**Görev tanımı 1**
İman hakkındaki seçilen bölümde imanı artırdığı veya güçlendirdiği belirtilen davranışları sırala.
**Görev tanımı 2**
İmanın güçlenip zayıflamasını anlatan metni son cümlesinden sonra sürdür.

**Seçilen bölüm**
▽

İman inanılacak esaslar yönünden artıp eksilmez; ancak keyfiyet bakımından güçlenir ve zayıflar. İmanın şartları altıdır. Bu, Hz. Âdem’den (as) âhirzaman peygamberi Hz. Muhammed’e (asm) kadar değişmez ve değişmemiştir. Ancak inanç bakımından zayıf inanç ile kuvvetli inanç arasında fark vardır.
Işık, ışık olması ve aydınlatması arasında fark yoktur; ama mum ışığından güneş ışığına kadar aydınlatma keyfiyeti itibarıyla pek çok mertebeleri vardır. İmanı kuvvetlendiren en önemli husus “Allah’ın âyetlerinin okunması”dır. Allah’ın âyetleri okundukça mü’minlerin imanları artar.1 Bu Kur’ân-ı Kerim ve tefsirlerini okumak demektir. “Amel-i salih” dediğimiz Allah’ın emirlerini yapmak ve haram kıldığı şeylerden kaçınmak da mü’minin imanını artırır ve güçlendirir.

△

**Satırlar**
▽

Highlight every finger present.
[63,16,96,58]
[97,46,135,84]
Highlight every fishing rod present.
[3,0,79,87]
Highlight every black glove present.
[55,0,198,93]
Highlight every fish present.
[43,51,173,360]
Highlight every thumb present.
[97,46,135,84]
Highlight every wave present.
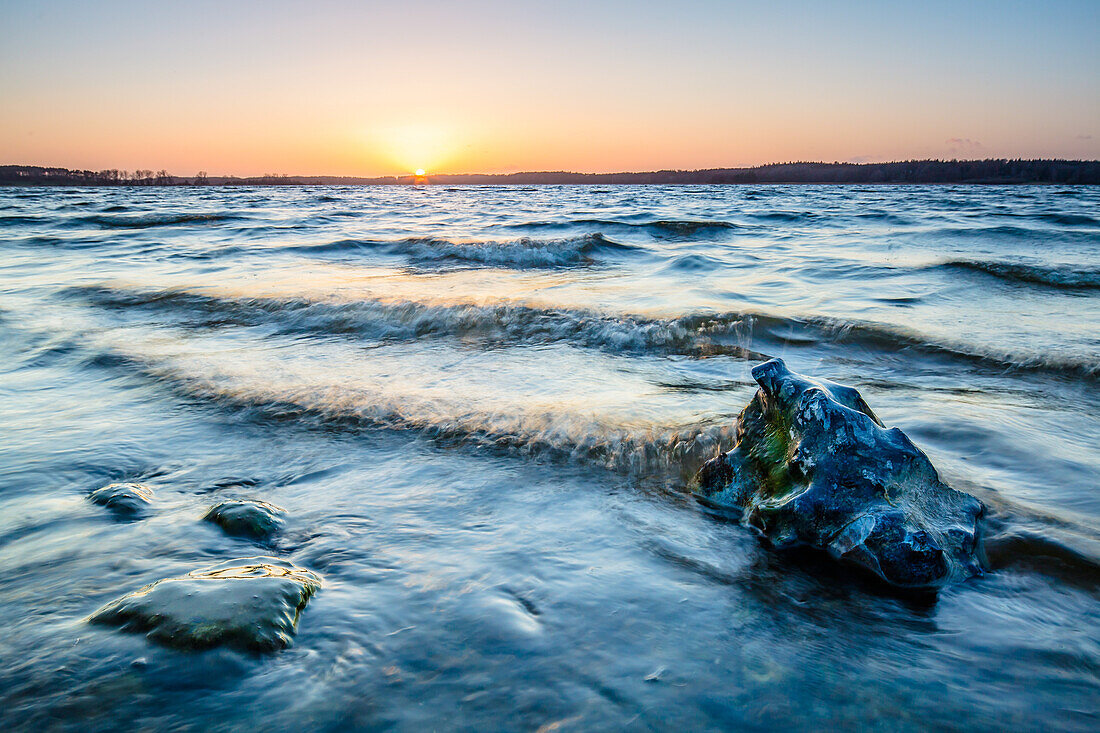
[88,350,735,480]
[283,233,640,269]
[933,260,1100,289]
[0,214,41,227]
[66,286,1100,380]
[1022,214,1100,227]
[66,214,241,229]
[67,286,768,360]
[516,219,744,239]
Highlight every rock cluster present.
[696,359,983,589]
[90,557,321,652]
[88,482,153,517]
[202,499,286,539]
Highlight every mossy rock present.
[202,499,286,539]
[90,557,321,652]
[696,359,985,589]
[88,482,153,517]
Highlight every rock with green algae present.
[88,481,153,516]
[696,359,983,590]
[202,499,286,539]
[90,557,321,652]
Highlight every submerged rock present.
[697,359,983,589]
[202,499,286,539]
[88,482,153,516]
[90,557,321,652]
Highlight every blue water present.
[0,186,1100,731]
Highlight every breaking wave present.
[518,219,744,239]
[286,233,639,269]
[66,214,241,229]
[67,286,1100,380]
[936,260,1100,289]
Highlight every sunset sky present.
[0,0,1100,175]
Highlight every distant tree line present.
[0,158,1100,186]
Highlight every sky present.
[0,0,1100,176]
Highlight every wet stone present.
[90,557,321,652]
[202,499,286,539]
[88,482,153,516]
[696,359,983,589]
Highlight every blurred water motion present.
[0,186,1100,731]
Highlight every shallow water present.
[0,186,1100,731]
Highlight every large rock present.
[202,499,286,539]
[88,482,153,517]
[697,359,983,589]
[91,557,321,652]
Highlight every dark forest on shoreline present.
[0,158,1100,186]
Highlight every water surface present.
[0,186,1100,731]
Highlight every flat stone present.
[696,359,985,589]
[202,499,286,539]
[90,557,321,652]
[88,482,153,516]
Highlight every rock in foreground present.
[91,557,321,652]
[697,359,983,589]
[202,499,286,539]
[88,482,153,516]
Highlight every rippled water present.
[0,186,1100,730]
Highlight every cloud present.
[944,138,983,154]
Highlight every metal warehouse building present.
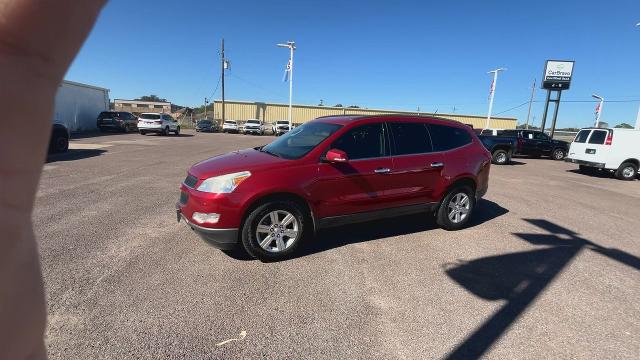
[213,100,517,129]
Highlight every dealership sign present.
[542,60,574,90]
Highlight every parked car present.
[138,113,180,135]
[478,131,518,165]
[96,111,138,132]
[49,123,71,153]
[222,120,240,133]
[272,120,289,136]
[176,115,491,260]
[243,119,264,135]
[566,128,640,180]
[196,119,220,132]
[496,130,569,160]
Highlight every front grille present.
[180,191,189,205]
[184,174,198,189]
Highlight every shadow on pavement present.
[445,219,640,359]
[46,149,107,164]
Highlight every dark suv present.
[497,130,569,160]
[176,115,491,260]
[97,111,138,132]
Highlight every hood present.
[189,149,288,179]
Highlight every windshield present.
[140,114,160,120]
[262,122,342,159]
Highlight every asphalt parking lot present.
[34,131,640,359]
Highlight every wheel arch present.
[240,191,317,234]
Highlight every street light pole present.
[591,94,604,127]
[278,41,296,130]
[484,68,507,129]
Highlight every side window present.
[331,123,387,160]
[573,130,591,143]
[389,123,433,155]
[589,130,608,145]
[429,124,472,151]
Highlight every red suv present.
[176,115,491,261]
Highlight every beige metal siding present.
[214,101,517,129]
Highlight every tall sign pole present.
[278,41,296,130]
[221,38,226,124]
[541,60,574,137]
[525,79,536,130]
[484,68,507,129]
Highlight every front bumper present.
[564,158,605,169]
[176,205,238,250]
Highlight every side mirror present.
[324,149,349,163]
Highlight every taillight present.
[604,132,613,145]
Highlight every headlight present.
[197,171,251,194]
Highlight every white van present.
[565,128,640,180]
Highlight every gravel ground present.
[34,131,640,359]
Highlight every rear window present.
[573,130,591,143]
[589,130,608,145]
[140,114,160,120]
[94,111,118,119]
[389,123,432,155]
[429,124,472,151]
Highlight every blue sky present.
[66,0,640,127]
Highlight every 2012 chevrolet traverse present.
[176,115,491,260]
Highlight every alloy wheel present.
[256,210,300,253]
[447,193,471,224]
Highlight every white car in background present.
[244,119,264,135]
[222,120,240,133]
[138,113,180,135]
[272,120,290,136]
[565,128,640,180]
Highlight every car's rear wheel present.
[551,149,567,161]
[616,163,638,181]
[491,150,509,165]
[241,201,307,261]
[436,186,476,230]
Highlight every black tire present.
[436,186,476,230]
[491,150,509,165]
[241,201,311,262]
[49,131,69,153]
[616,163,638,181]
[551,148,567,161]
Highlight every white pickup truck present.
[244,119,264,135]
[565,128,640,180]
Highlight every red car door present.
[387,119,445,206]
[311,122,392,218]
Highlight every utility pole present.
[524,79,536,130]
[277,41,296,130]
[484,68,507,129]
[220,38,227,124]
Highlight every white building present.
[53,80,109,132]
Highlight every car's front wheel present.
[615,163,638,181]
[436,186,476,230]
[241,201,307,261]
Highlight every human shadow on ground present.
[445,219,640,359]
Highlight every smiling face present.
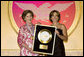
[49,10,60,22]
[51,12,59,22]
[25,13,33,23]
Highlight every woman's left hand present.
[55,30,59,35]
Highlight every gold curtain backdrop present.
[1,1,83,56]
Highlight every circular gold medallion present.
[38,29,52,43]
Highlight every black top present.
[48,29,65,56]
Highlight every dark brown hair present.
[49,10,60,22]
[22,10,34,21]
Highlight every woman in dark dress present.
[48,10,68,56]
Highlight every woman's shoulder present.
[60,24,66,29]
[19,24,26,30]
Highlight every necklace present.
[26,24,34,40]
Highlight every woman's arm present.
[56,25,68,41]
[17,28,33,52]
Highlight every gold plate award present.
[38,29,52,50]
[33,25,56,55]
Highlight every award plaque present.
[33,25,56,55]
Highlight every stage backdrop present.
[8,1,81,36]
[1,1,83,55]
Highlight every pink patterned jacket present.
[17,25,39,56]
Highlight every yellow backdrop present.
[1,1,83,56]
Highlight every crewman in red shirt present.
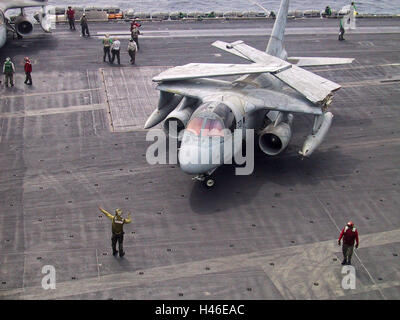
[338,221,359,265]
[24,57,32,86]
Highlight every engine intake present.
[258,122,292,156]
[14,16,33,36]
[163,107,195,139]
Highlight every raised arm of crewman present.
[99,207,114,220]
[99,207,132,224]
[125,212,132,223]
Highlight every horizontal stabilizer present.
[288,57,354,67]
[212,41,291,67]
[153,61,290,82]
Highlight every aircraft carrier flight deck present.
[0,18,400,300]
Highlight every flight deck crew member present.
[128,38,137,64]
[131,25,140,50]
[24,57,32,86]
[339,19,345,41]
[67,6,76,30]
[103,34,113,63]
[81,13,90,37]
[111,38,121,64]
[338,221,359,265]
[131,20,142,32]
[99,207,132,258]
[3,58,15,87]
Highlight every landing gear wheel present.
[206,178,215,188]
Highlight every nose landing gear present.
[192,169,216,188]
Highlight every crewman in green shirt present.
[99,207,132,258]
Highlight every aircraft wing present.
[274,65,341,104]
[153,61,290,82]
[213,41,340,104]
[0,0,47,11]
[157,79,322,115]
[287,57,354,67]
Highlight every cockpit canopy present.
[186,102,236,137]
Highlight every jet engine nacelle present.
[258,122,292,156]
[163,106,195,139]
[14,16,33,36]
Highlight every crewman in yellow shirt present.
[99,207,132,258]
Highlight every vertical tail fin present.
[266,0,289,60]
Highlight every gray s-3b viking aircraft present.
[145,0,354,187]
[0,0,51,48]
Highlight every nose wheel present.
[205,178,215,188]
[192,170,215,188]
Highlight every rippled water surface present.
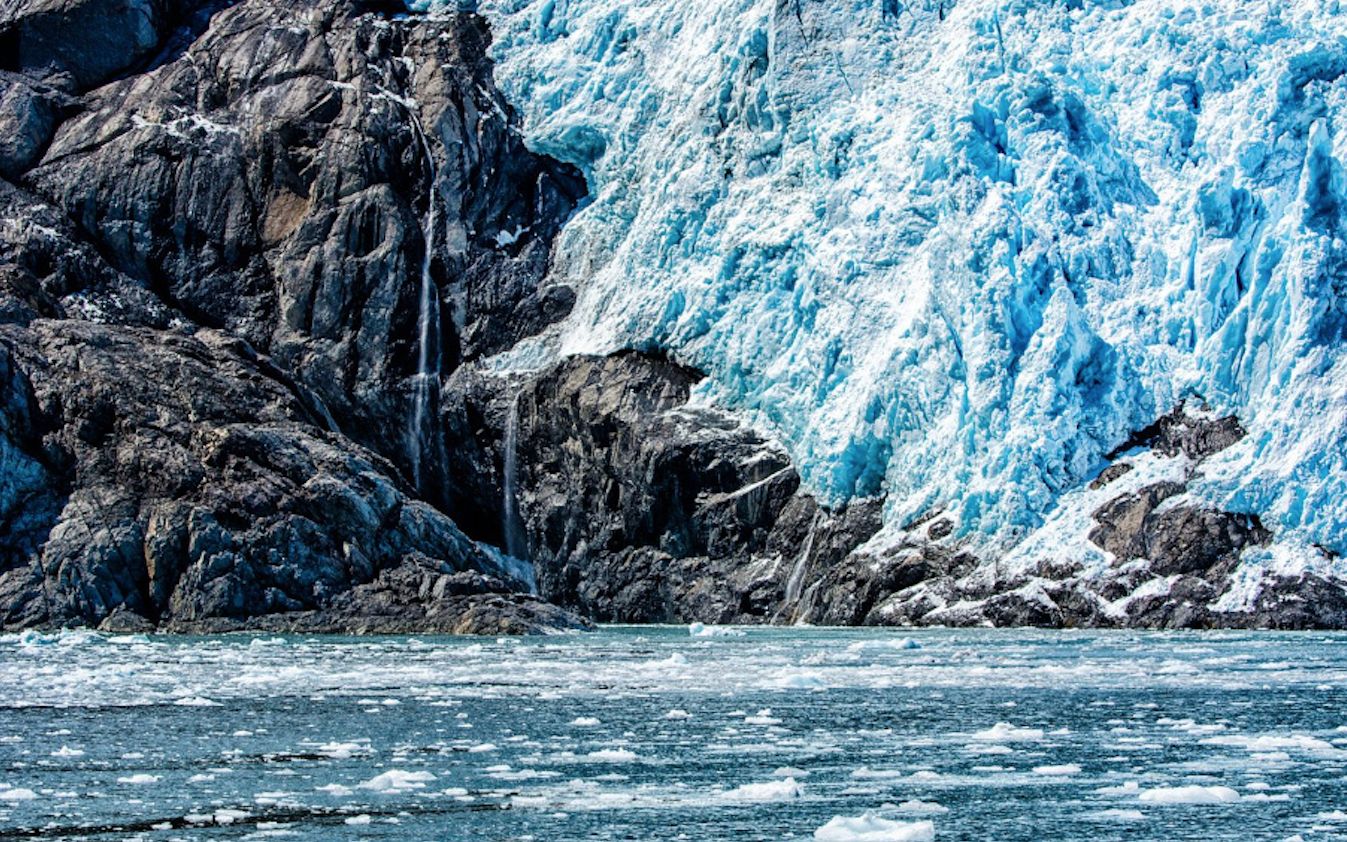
[0,628,1347,841]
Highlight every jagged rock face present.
[23,3,583,500]
[501,352,878,622]
[0,321,571,628]
[0,0,1347,633]
[0,1,582,633]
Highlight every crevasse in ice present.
[457,0,1347,551]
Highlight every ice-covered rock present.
[481,0,1347,603]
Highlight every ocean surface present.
[0,626,1347,842]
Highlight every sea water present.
[0,625,1347,842]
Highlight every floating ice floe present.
[360,769,435,792]
[1137,784,1239,804]
[721,777,804,802]
[814,812,935,842]
[117,772,160,784]
[894,799,950,815]
[744,707,781,725]
[973,722,1043,742]
[1033,763,1080,777]
[687,622,744,637]
[0,784,38,802]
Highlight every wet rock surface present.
[0,1,583,633]
[0,0,1347,635]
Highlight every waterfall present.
[407,106,439,490]
[501,393,528,559]
[783,509,823,610]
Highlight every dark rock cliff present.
[0,0,583,632]
[0,0,1347,633]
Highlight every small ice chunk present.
[214,810,249,824]
[0,784,38,802]
[1033,763,1080,777]
[1090,810,1146,822]
[898,798,950,815]
[814,812,935,842]
[117,772,159,784]
[360,769,435,792]
[721,777,804,802]
[973,722,1043,742]
[744,707,781,725]
[1138,784,1239,804]
[687,622,744,637]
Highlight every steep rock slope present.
[481,0,1347,625]
[0,0,583,632]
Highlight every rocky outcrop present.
[806,406,1347,628]
[463,352,878,622]
[0,0,1347,633]
[0,0,583,633]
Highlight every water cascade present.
[501,395,528,559]
[407,106,439,490]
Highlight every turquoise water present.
[0,628,1347,841]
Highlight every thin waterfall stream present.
[407,105,439,489]
[501,393,528,559]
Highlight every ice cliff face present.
[481,0,1347,563]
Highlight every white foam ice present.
[719,777,804,803]
[973,722,1043,742]
[1137,784,1239,804]
[1033,763,1080,777]
[814,812,935,842]
[360,769,435,794]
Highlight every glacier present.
[455,0,1347,573]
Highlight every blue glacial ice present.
[457,0,1347,565]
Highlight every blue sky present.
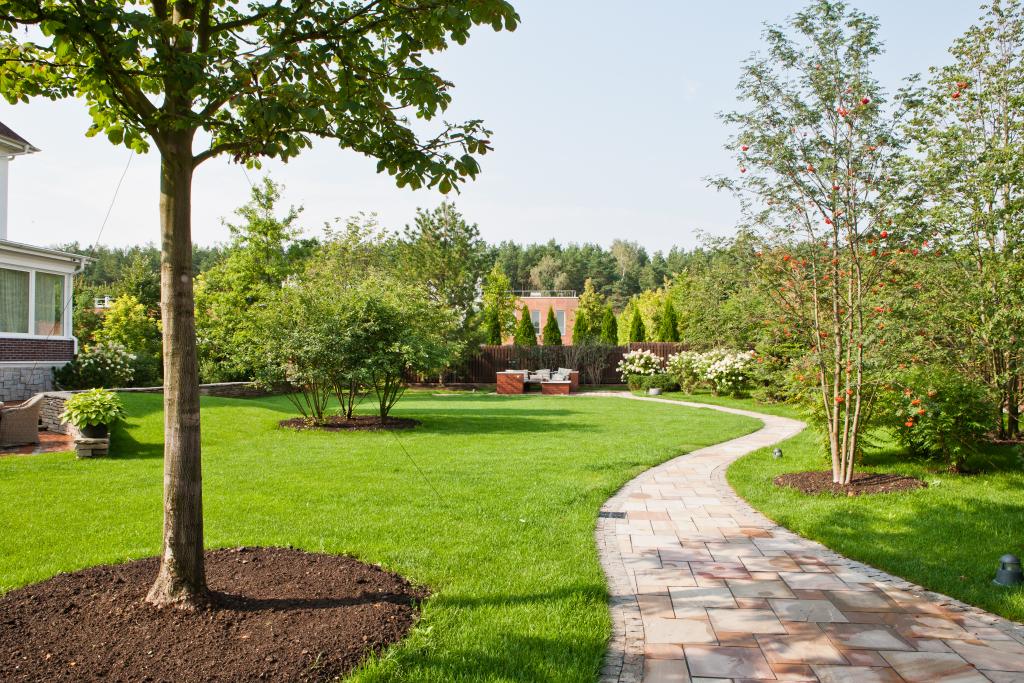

△

**Beklenen çıktı 1**
- Allah'ın âyetlerini okumak (Kur'ân-ı Kerim'i ve tefsirlerini okumak)
- Allah'ın emirlerini yapmak
- Allah'ın haram kıldığı şeylerden kaçınmak

**Beklenen çıktı 2**
Salih amellerin başında evvelâ “kalbin ameli” olan “niyet ve ihlâs” gelir. Çünkü “Ameller niyetlere göredir.”2 Niyet, sevabı günaha ve günahı sevaba çeviren bir iksirdir. Allah rızası niyeti ile yapılan dünyevî amelleri sevaba çeviren, gösteriş niyeti ile yapılan ibadeti günaha çeviren niyettir. İyi niyetle işlenen amellerin değerini artıran ve sevabını birden bine çıkaran ise “ihlâs”tır. Yine ihlâs, yapılan bir ibadetin ve hayrın, hiçbir beklenti içinde olmadan sadece Allah emretmiş olduğu için yapılmasıdır. Mü’min bu konuda ne derece samimi olursa, ihlâsı da o nispette artar. İhlâsı arttıkça işlediği amelin sevabı da o derece fazla olur.
Yüce Allah Kur’ân-ı Kerim’de şöyle buyurur: “İnsanlar dinde yalnız Allah’ın rızasını kazanmak, inanmak ve ibadet etmekle emrolunmuşlardır. Yine onlar namazı dosdoğru kılmak, zekâtı vermekle de emrolunmuşlardır. İşte gerçek din budur.”3
İbadeti en güzel şekilde îfâ etmek, abdesti farzları, sünnetleri ve adabı ile almak, abdestin sonunda abdeste mahsus duâları okumak imanı güçlendiren en önemli hususlardan biridir. Zira Yüce Allah, mü’mine önce abdesti soracaktır. Peygamberimiz (asm) “Allah önce gusül ve abdestten hesaba çeker. Abdestin hesabını güzel verenin diğer hesapları da kolay olur. Abdesti güzel olanın diğer amelleri de güzel olur”4 buyurmuşlardır. Yine Peygamberimiz (asm) “Her kim güzel bir şekilde abdestini alır, sonra huşu içinde Allah için iki rekât namaz kılarsa, o kimseye Cennet vacip olur”5 buyurmuşlardır.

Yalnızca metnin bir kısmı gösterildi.